## Sumber:
▼▼▼

Bentuk penelitian dalam penelitian ini adalah kualitatif.
Alasan penulis menggunakan bentuk kualitatif dalam penelitian ini dikarenakan
dengan menggunakan bentuk ini, akan lebih mudah diterapkan untuk penelitian
yang menggunakan manusia sebagai instrumen kunci. Dengan bentuk kualitatif,
penulis akan berusaha mendeskripsikan struktur fisik dan konflik batin yang
terkandung pada cerpen Belian.
Moleong (1991:7) menyatakan bahwa penelitian kualitatif lebih banyak
mementingkan proses daripada hasil. Hal ini disebabkan oleh hubungan
bagian-bagian yang sedang diteliti akan jauh lebih jelas diamati dalam proses.
Sumber data dalam
penelitian ini adalah cerpen Belian dalam
kumpulan cerpen Teluk Wengkay karya
Korrie Layun Rampan yang lahir di Samarinda pada 17 Agustus 1953 dan meninggal
pada 19 November 2015. Korrie Layun Rampan merupakan pencetus penyusun buku
Sastrawan Angkatan 2000 terbitan Gramedia Pustaka Utama. Beberapa cerpen, esai,
resensi buku, cerita film, dan karya jurnalistiknya mendapat hadiah dari
berbagai sayembara. Beberapa cerita anak yang ditulisnya ada yang mendapat
hadiah Yayasan Buku Utama, Departemen Pendidikan dan Kebudayaan, yaitu Cuaca
di Atas Gunung dan Lembah (1985) dan Manusia Langit (1997). Selain itu,
sejumlah bukunya dijadikan bacaan utama dan referensi di tingkat SD, SLTP, SMU, dan perguruan tinggi, di antaranya Aliran-Jenis Cerita Pendek.

▲▲▲

## Baris Hasil Ekstraksi:
▼▼▼

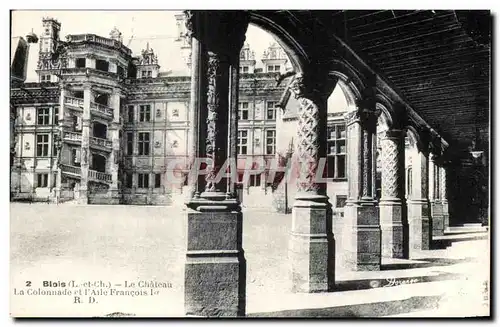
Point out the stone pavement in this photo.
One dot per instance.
(118, 243)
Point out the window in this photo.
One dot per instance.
(242, 142)
(130, 113)
(340, 202)
(270, 141)
(143, 181)
(80, 62)
(42, 145)
(243, 111)
(56, 115)
(336, 151)
(143, 144)
(77, 123)
(120, 71)
(409, 185)
(43, 116)
(254, 180)
(42, 180)
(130, 143)
(271, 110)
(157, 180)
(145, 113)
(128, 180)
(102, 65)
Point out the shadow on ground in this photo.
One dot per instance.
(378, 309)
(362, 284)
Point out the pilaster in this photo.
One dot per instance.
(434, 191)
(85, 153)
(419, 205)
(311, 245)
(444, 197)
(215, 266)
(361, 229)
(392, 204)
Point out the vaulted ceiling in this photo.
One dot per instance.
(437, 60)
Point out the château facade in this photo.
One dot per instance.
(101, 125)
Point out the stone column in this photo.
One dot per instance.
(311, 245)
(419, 205)
(114, 135)
(85, 153)
(392, 204)
(361, 229)
(215, 266)
(434, 195)
(444, 198)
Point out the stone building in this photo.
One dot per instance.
(102, 125)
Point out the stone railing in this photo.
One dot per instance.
(97, 175)
(103, 109)
(100, 142)
(98, 39)
(77, 102)
(73, 136)
(71, 169)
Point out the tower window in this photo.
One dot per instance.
(80, 62)
(336, 149)
(242, 141)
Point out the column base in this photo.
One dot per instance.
(312, 246)
(394, 232)
(215, 267)
(419, 225)
(361, 237)
(437, 219)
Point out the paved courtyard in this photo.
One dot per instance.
(115, 244)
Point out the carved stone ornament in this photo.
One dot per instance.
(212, 117)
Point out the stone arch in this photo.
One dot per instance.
(297, 54)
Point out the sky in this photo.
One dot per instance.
(137, 27)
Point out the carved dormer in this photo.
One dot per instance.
(247, 60)
(147, 66)
(116, 35)
(274, 59)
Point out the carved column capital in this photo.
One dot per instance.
(225, 33)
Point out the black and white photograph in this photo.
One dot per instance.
(319, 164)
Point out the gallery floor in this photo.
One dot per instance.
(101, 248)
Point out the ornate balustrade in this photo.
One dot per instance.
(76, 102)
(100, 176)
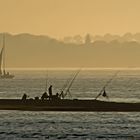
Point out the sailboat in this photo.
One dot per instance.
(3, 73)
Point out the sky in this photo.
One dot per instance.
(59, 18)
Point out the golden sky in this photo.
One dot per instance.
(59, 18)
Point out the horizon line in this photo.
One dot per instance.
(75, 68)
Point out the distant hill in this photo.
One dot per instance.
(26, 50)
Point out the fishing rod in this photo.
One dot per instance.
(107, 83)
(46, 85)
(70, 84)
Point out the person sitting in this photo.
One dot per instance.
(24, 97)
(44, 96)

▲▲▲

## Langkah yang Dikerjakan:
a) Jawablah pertanyaan berikut berdasarkan teks sumber.
(i) Apa bentuk penelitian yang digunakan dalam penelitian ini?
(ii) Menurut Moleong (1991:7), penelitian kualitatif lebih banyak mementingkan apa daripada hasil?
(iii) Di kota mana Korrie Layun Rampan lahir?
b) Ulangi persis sebagian teks sumber, mulai dari kata-kata yang memuat "Bentuk penelitian dalam" dan berhenti setelah "diamati dalam proses.".

## Daftar Jawaban:
a)
(i) Kualitatif.
(ii) Proses.
(iii) Samarinda.

b)
Bentuk penelitian dalam penelitian ini adalah kualitatif.
Alasan penulis menggunakan bentuk kualitatif dalam penelitian ini dikarenakan
dengan menggunakan bentuk ini, akan lebih mudah diterapkan untuk penelitian
yang menggunakan manusia sebagai instrumen kunci. Dengan bentuk kualitatif,
penulis akan berusaha mendeskripsikan struktur fisik dan konflik batin yang
terkandung pada cerpen Belian.
Moleong (1991:7) menyatakan bahwa penelitian kualitatif lebih banyak
mementingkan proses daripada hasil. Hal ini disebabkan oleh hubungan
bagian-bagian yang sedang diteliti akan jauh lebih jelas diamati dalam proses.